Records for the exercise: Begin
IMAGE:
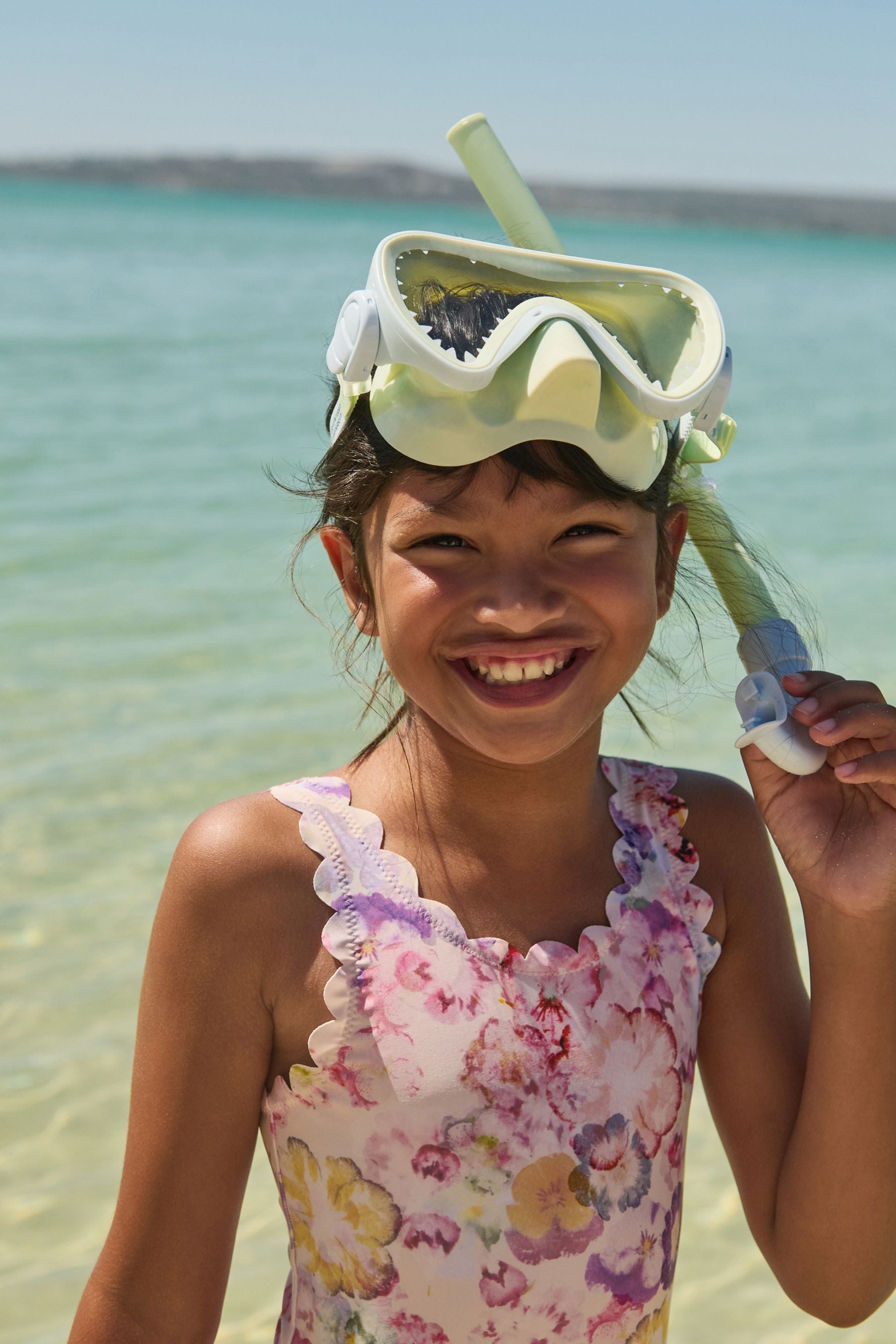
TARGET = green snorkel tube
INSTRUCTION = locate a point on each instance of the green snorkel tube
(770, 646)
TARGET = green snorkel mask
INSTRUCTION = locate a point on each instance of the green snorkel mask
(614, 359)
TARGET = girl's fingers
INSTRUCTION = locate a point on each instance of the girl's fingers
(858, 721)
(824, 699)
(874, 768)
(806, 683)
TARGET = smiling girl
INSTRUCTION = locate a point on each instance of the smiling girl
(466, 976)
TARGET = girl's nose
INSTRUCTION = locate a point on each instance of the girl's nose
(520, 598)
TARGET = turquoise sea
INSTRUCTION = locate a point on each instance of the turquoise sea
(156, 351)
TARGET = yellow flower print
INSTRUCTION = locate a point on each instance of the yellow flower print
(543, 1197)
(652, 1330)
(341, 1224)
(547, 1218)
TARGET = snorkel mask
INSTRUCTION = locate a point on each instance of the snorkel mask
(618, 360)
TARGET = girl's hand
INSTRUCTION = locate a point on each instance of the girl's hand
(836, 830)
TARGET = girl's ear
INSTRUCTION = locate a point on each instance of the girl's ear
(675, 525)
(341, 557)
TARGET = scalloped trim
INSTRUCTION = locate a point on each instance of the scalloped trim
(637, 785)
(652, 786)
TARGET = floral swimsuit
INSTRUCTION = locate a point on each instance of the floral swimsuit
(491, 1147)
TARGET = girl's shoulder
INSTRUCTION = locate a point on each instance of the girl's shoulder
(727, 831)
(242, 866)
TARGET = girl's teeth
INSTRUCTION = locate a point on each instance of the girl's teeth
(534, 670)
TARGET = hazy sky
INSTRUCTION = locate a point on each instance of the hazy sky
(784, 93)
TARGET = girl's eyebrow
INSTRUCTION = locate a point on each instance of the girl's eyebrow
(422, 511)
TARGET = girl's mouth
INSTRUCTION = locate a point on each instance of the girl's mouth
(520, 682)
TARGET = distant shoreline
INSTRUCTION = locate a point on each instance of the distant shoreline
(356, 179)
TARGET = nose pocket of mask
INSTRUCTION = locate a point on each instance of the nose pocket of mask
(563, 378)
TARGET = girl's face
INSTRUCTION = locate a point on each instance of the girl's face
(510, 623)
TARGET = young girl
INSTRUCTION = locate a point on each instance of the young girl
(473, 1066)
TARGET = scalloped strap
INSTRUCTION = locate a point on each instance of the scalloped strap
(651, 816)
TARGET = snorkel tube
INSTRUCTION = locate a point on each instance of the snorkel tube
(770, 646)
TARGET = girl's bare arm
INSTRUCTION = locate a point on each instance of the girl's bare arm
(790, 1086)
(202, 1055)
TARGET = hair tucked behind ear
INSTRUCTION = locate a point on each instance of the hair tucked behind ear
(356, 469)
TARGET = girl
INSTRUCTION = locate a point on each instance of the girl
(473, 1069)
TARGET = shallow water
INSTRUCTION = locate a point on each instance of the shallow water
(155, 352)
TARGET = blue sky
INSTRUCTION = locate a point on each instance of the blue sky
(789, 95)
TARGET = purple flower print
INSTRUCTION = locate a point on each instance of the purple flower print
(632, 1270)
(671, 1233)
(613, 1168)
(432, 1230)
(503, 1287)
(635, 834)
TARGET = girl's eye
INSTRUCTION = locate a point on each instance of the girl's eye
(444, 540)
(590, 530)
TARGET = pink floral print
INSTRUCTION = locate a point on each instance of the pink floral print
(489, 1145)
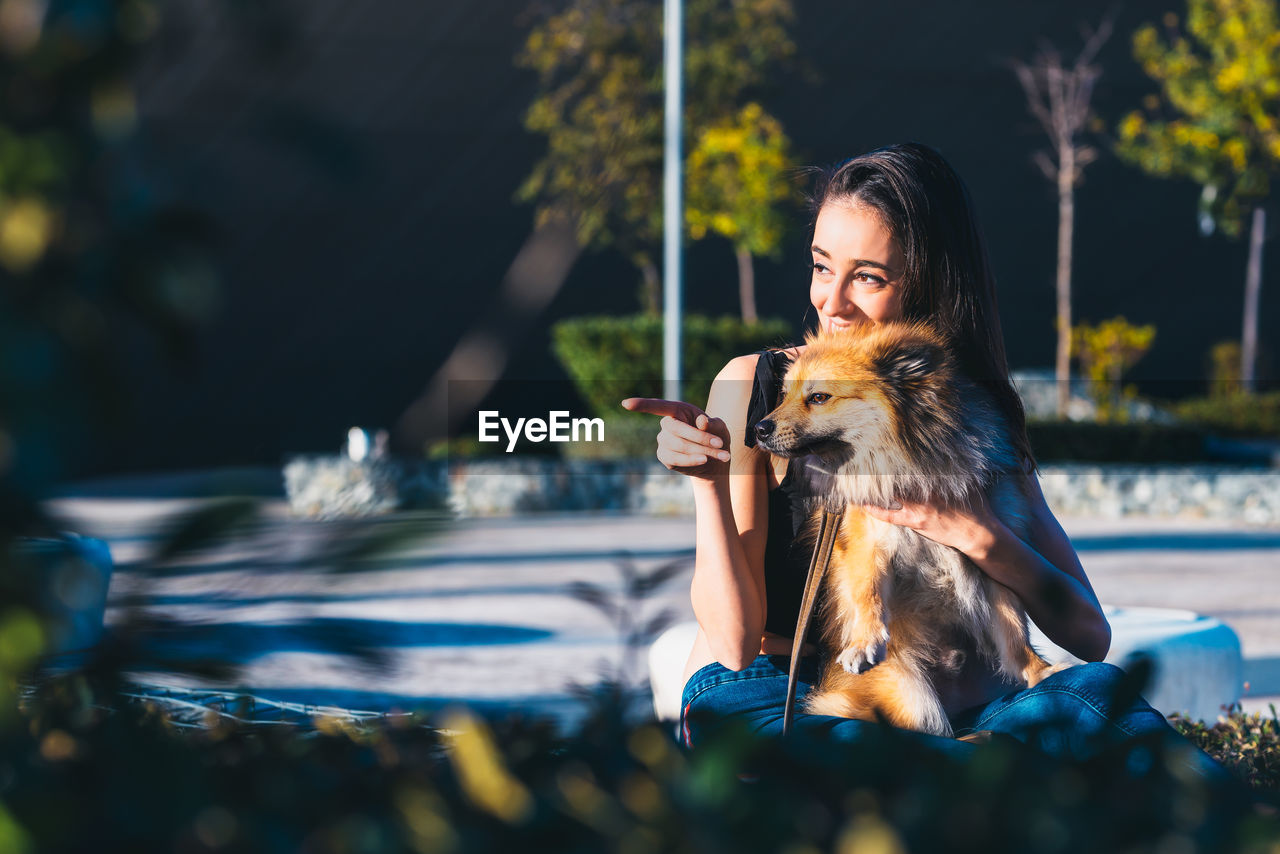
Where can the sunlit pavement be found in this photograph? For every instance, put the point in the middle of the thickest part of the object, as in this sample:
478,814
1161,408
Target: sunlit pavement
481,610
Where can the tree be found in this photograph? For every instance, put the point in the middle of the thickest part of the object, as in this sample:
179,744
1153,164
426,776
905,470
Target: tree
1215,122
1106,351
599,105
736,178
1059,97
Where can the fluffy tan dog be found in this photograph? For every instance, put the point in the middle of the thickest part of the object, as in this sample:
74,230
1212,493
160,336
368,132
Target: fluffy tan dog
883,414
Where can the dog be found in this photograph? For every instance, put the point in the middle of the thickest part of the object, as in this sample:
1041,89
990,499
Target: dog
883,414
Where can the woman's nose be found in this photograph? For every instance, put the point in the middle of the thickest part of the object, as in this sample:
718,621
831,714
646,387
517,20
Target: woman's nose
836,304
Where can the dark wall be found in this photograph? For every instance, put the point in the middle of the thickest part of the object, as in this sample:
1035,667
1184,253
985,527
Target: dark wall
362,177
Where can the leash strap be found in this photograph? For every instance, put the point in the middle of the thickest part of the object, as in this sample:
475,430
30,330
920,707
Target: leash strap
813,581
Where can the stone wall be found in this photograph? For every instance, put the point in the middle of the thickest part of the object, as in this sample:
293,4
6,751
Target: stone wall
519,485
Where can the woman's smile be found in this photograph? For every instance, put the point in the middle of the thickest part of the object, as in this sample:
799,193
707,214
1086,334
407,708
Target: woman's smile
858,268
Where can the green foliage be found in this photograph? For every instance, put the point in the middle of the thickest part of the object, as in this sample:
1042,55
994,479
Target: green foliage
1225,375
1105,352
611,359
1239,412
1215,118
1246,744
1129,443
456,782
600,105
736,177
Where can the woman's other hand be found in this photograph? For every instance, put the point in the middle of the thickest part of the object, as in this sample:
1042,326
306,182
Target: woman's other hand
690,441
972,529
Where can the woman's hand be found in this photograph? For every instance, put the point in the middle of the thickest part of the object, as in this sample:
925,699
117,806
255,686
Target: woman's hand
972,530
690,441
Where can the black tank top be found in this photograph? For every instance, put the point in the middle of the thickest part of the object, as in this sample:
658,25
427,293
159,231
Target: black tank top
785,567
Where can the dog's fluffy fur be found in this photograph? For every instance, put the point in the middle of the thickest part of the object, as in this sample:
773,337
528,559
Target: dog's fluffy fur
883,414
Records for the exercise: End
§ Task prompt
Please retype the listing in full, exactly as given, and skip every image.

§ Answer section
IMAGE:
TARGET = green snorkel tube
INSTRUCTION = locate a point on each instance of the green snorkel tube
(770, 646)
TARGET = green snorkel mask
INSTRUCTION = locate a point on each instance of the green snorkel mask
(614, 359)
TARGET = girl's fingers
INSTRUCTION = locate a point on each instance of the girl's fingers
(858, 721)
(824, 699)
(874, 768)
(806, 683)
TARGET = smiling girl
INSTRUCTION = locate a point on each instance of the smiling girl
(466, 976)
TARGET = girl's nose
INSTRUCTION = locate a point on each instance of the girl's nose
(520, 598)
TARGET = turquoise sea
INSTRUCTION = locate a point on each instance of the turquoise sea
(156, 351)
TARGET = yellow flower print
INSTRUCTION = locate a point on each instance of the yellow flower print
(543, 1197)
(652, 1330)
(341, 1224)
(547, 1218)
TARGET = snorkel mask
INSTRUCTION = locate a point on each instance of the snorkel mask
(618, 360)
TARGET = girl's hand
INSTRUCTION = locate a point on each instance of the girl's hand
(836, 830)
TARGET = girl's ear
INSTRUCTION = locate a point on each instance of the girl's ear
(675, 525)
(341, 557)
TARGET = scalloped trim
INSTRUCTION = locate a point on each instance of the scalloped trim
(637, 785)
(652, 786)
TARGET = floral swimsuit
INSTRUCTION = locate a point on each instance of the floral swimsuit
(491, 1147)
TARGET = girl's shoulder
INSTRUCTION = locate a point on each instance of the girl's shoulder
(727, 831)
(242, 866)
TARGET = girl's teeth
INSTRUCTION = locate a point on each instance of the girl's teeth
(534, 670)
TARGET = hazy sky
INSTRUCTION = locate a point on each instance of the hazy sky
(784, 93)
TARGET = girl's eyebrow
INSTRUCTION = locate a point on each instance of the girl's eyebrow
(422, 511)
TARGET = girl's mouth
INSTRUCTION = locate a point on each instance of the girl's mouth
(520, 682)
TARGET = distant shoreline
INSTRUCTION = locate a point on each instance of the distant shoreline
(356, 179)
TARGET = nose pocket of mask
INSTRUCTION = locate a point on each instance of the nose pocket of mask
(563, 378)
TARGET = girl's face
INSTRUCTION = locate a point on each instance of the girl's face
(510, 623)
TARGET = young girl
INSTRUCTION = locate a point on each instance of the young girl
(473, 1066)
TARGET = scalloped strap
INSTRUCTION = locate a point on each instance of the scalloped strap
(651, 816)
TARGET = snorkel tube
INSTRUCTION = locate a point on each instance of the snorkel tube
(770, 646)
TARGET = girl's bare arm
INSTRUCTION = locate a point on each instance of the girl's bare arm
(790, 1086)
(202, 1055)
TARGET = hair tucked behind ear
INSTRUCTION = locate a point on each instance of the hair tucked behind ear
(356, 469)
TARGET = girl
INSTRUCTION = locate a point on each instance of the girl
(473, 1069)
TARGET = shallow water
INSTRUCTION = locate a point on each instance of the shallow water
(155, 352)
TARGET = blue sky
INSTRUCTION = locate a point on each instance of the blue sky
(789, 95)
TARGET = purple flower print
INSTRUCTION = locate a point on each instance of the purple flower print
(632, 1270)
(671, 1233)
(613, 1168)
(432, 1230)
(503, 1287)
(635, 834)
TARGET = girl's eye
INSTRUCTION = locate a point on each instance of the girl's eye
(444, 540)
(590, 530)
TARGET = pink floral print
INSTRUCTION = locate a point on each instance of the pink floral print
(489, 1145)
Where can the sunlit pavement be found in this photograph? For every instance, put the point in the middle of the thickest part of the object, as in this sample:
478,814
1161,408
Target: sunlit pavement
481,610
Where can the tree be found in this photograph? For every instance, put the point in the middle of the thickest part of the object, as in this sample:
179,744
1153,164
426,776
905,470
Target: tree
1215,122
1106,351
599,105
736,178
1059,97
Where can the fluffy tan dog be found in this photograph? For every instance, put the point in the middle of the thickest part of the object, as in this sample:
74,230
1212,493
160,336
368,132
Target: fluffy tan dog
883,414
Where can the dog be found in this photograph? For every instance, put the point in the middle of the thickest part of the object, as in this sample:
1041,89
990,499
Target: dog
883,414
Where can the woman's nose be found in this photograph? For every instance, put the point in the middle of the thickest part of the object, as in this sample:
718,621
831,714
646,387
517,20
Target: woman's nose
836,304
Where can the dark wall be found in this photograph? For every instance, put the point in the middle of the thickest part of the object, as in this sample:
1035,667
1184,253
985,527
Target: dark wall
362,177
Where can the leash strap be found in this photograph? For every instance, put the point in the middle of the thickest part of the object, as in this sample:
475,430
30,330
920,707
Target: leash strap
813,581
Where can the stone wall be found in this photograph? For every instance, put the point in the middle of the thickest part of the object, as in this sample:
293,4
6,751
Target: stone wall
519,485
Where can the woman's smile be found in this photograph? For every instance, put the point in the middle of the thickest part of the object, as in this sample:
799,193
707,214
1086,334
407,708
Target: woman's smile
858,268
Where can the green foliage be found in this photograph? For every instance, put the point in the middle of the thickest part of the object, as in this sample:
1042,55
994,479
Target: green foliage
1225,375
1105,352
611,359
1239,412
1215,118
1246,744
1129,443
456,782
600,105
736,177
Where can the woman's other hand be found in this photograph? For every instance, put the point in the middle of the thickest part of the object, as in this sample:
1042,326
306,182
Target: woman's other hand
690,441
972,529
Where can the woman's hand be found in this photograph? For every instance, put the point in the middle of the thickest part of the object, as in this sample:
925,699
117,806
255,686
Target: woman's hand
972,530
690,441
Where can the black tank top be found in this photograph? For every instance, put the point in the middle of the thickest part of the object, as in this sample:
658,25
427,293
159,231
Target: black tank top
785,567
Where can the dog's fluffy fur be found in this photograph? For every instance, put the point in the middle of the thickest part of the object, as in this sample:
773,337
528,559
Target: dog's fluffy fur
883,414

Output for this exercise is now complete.